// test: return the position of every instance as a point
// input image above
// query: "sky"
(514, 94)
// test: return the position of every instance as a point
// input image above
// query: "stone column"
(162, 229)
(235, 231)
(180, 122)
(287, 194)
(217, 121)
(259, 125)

━━━━

▶ [Required work]:
Please repeat the records above word for word, with every line unchanged and in the same order.

▶ [Answer to the exercise]:
// test: return the position of every instance as a point
// input image above
// query: "sky"
(514, 94)
// test: return the position of every instance as a point
// input image above
// query: "stone column"
(162, 229)
(235, 231)
(180, 122)
(287, 194)
(217, 121)
(259, 125)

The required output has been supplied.